What you are asked to do =>
Each line of the entries below that holds "blue" is needed, copied in full.
========
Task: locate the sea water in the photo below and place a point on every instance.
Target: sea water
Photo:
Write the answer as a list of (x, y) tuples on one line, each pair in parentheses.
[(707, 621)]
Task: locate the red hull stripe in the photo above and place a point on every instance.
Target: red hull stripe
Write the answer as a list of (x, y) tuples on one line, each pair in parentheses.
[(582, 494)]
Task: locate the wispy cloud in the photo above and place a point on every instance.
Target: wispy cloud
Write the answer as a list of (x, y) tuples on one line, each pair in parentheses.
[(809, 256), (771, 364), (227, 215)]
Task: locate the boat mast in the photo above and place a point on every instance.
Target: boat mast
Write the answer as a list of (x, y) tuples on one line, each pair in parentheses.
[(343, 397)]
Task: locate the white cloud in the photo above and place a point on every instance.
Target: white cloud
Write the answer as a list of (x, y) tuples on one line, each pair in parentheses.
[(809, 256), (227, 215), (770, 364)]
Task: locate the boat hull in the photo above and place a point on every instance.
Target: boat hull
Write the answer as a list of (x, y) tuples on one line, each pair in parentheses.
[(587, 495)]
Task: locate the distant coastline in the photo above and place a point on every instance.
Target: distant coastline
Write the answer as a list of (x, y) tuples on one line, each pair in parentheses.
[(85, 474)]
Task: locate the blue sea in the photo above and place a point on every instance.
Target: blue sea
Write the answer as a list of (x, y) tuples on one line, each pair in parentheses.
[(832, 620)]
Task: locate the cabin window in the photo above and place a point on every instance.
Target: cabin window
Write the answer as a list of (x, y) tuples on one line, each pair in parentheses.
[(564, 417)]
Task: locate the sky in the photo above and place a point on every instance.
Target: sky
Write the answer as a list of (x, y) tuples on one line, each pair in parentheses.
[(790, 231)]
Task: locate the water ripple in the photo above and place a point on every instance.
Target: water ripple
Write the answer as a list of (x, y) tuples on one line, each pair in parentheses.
========
Reply =>
Task: locate the blue sea in the photo above and place a point on every instance.
Target: blue sea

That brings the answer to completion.